Given task: Copy every line of the items below word for word, leaving out the pictures.

Record extracts:
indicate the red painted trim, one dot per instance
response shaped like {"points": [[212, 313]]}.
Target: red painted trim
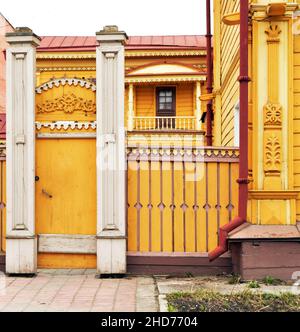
{"points": [[243, 180], [209, 63], [166, 62]]}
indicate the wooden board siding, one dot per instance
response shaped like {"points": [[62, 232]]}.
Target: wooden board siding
{"points": [[228, 68], [297, 119], [230, 97]]}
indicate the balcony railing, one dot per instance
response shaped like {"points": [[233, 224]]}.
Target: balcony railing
{"points": [[161, 123]]}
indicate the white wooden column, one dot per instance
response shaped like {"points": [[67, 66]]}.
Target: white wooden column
{"points": [[111, 158], [130, 118], [198, 111], [21, 243]]}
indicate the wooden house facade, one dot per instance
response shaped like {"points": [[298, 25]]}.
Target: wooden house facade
{"points": [[127, 155]]}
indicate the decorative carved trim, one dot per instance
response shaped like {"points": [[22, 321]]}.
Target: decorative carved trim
{"points": [[68, 103], [63, 81], [166, 79], [273, 31], [273, 115], [75, 56], [58, 125], [131, 54], [128, 54], [43, 69], [192, 154], [272, 155]]}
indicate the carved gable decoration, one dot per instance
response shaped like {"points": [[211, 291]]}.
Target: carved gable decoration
{"points": [[164, 69], [68, 103]]}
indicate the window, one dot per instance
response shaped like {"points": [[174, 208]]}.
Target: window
{"points": [[166, 101], [237, 125]]}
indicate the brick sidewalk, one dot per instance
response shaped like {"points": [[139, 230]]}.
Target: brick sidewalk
{"points": [[76, 290]]}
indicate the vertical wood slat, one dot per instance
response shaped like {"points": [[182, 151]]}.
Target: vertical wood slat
{"points": [[182, 204], [3, 205]]}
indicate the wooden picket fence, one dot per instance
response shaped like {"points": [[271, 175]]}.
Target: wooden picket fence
{"points": [[179, 197]]}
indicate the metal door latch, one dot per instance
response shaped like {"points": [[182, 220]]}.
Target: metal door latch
{"points": [[47, 194]]}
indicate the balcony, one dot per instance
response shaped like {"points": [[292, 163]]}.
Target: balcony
{"points": [[159, 123]]}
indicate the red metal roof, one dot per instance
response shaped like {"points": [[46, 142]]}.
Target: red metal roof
{"points": [[77, 43]]}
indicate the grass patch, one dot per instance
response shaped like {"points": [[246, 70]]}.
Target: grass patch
{"points": [[271, 281], [253, 284], [246, 301], [234, 279]]}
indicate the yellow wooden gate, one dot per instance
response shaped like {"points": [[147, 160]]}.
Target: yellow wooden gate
{"points": [[66, 174]]}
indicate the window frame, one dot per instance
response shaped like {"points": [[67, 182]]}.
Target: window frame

Solution to this task:
indicate the red painted trim, one dot per instance
response shaped like {"points": [[212, 313]]}.
Target: red painted trim
{"points": [[243, 180], [209, 63], [166, 62]]}
indicate the wooden board siding, one dot per instance
response shaped like {"points": [[62, 232]]}.
Target: wooden board siding
{"points": [[228, 68], [297, 119], [230, 97]]}
indicate the balcony railing, one dot per instance
response shaped like {"points": [[233, 224]]}.
Target: balcony railing
{"points": [[161, 123]]}
indicate the white wooden column, one dot per instance
response shaped like {"points": [[67, 66]]}.
Target: white wooden column
{"points": [[111, 158], [130, 118], [198, 111], [21, 243]]}
indicate the wooden house facade, one dot per instance
response shaped like {"points": [[298, 25]]}.
Target: wooden house facade
{"points": [[127, 155]]}
indicate the decorative carved trim, one dot per instance
response shaped like {"points": [[22, 321]]}.
Target: decorative carved trim
{"points": [[68, 103], [63, 81], [166, 79], [273, 31], [273, 115], [75, 56], [58, 125], [131, 54], [128, 54], [43, 69], [192, 154], [272, 155]]}
indicate the carved gable decoration, one dot per instance
response shaped like {"points": [[211, 291]]}.
Target: carved gable decoration
{"points": [[164, 69], [68, 103]]}
indicate the window, one dot per instance
response shaped like {"points": [[174, 208]]}.
Target: window
{"points": [[166, 101], [237, 125]]}
indicate the brick sidewalk, one dot per instance
response shaped like {"points": [[139, 230]]}.
Target: brick sidewalk
{"points": [[76, 290]]}
indicate the vertical wood slat, one dot per instance
response shaped like {"points": [[182, 151]]}.
Target: vertical wood slat
{"points": [[182, 204], [3, 205]]}
indicate the wooden picket fence, one dot per instance
response shaped like {"points": [[271, 175]]}.
Target: wooden picket fence
{"points": [[179, 197]]}
indicate the metal door latch, one dot per instance
response shaped like {"points": [[182, 220]]}.
Target: metal door latch
{"points": [[47, 194]]}
indicate the balcony, one dot per instance
response shaped like {"points": [[292, 163]]}.
Target: balcony
{"points": [[159, 123]]}
indicate the red metal roof, one dot per instance
response shaped like {"points": [[46, 142]]}.
Target: red metal roof
{"points": [[77, 43]]}
indicate the grass patch, one dot per instance
response shaped like {"points": [[246, 70]]}.
Target: grass patch
{"points": [[271, 281], [253, 284], [246, 301], [234, 279]]}
indicate the yellow wooden gate, one dot per instance
response shaped like {"points": [[147, 160]]}.
Target: yellow wooden gate
{"points": [[66, 174]]}
indicate the window frame, one dot per instance
response shaped like {"points": [[67, 182]]}.
Target: window frame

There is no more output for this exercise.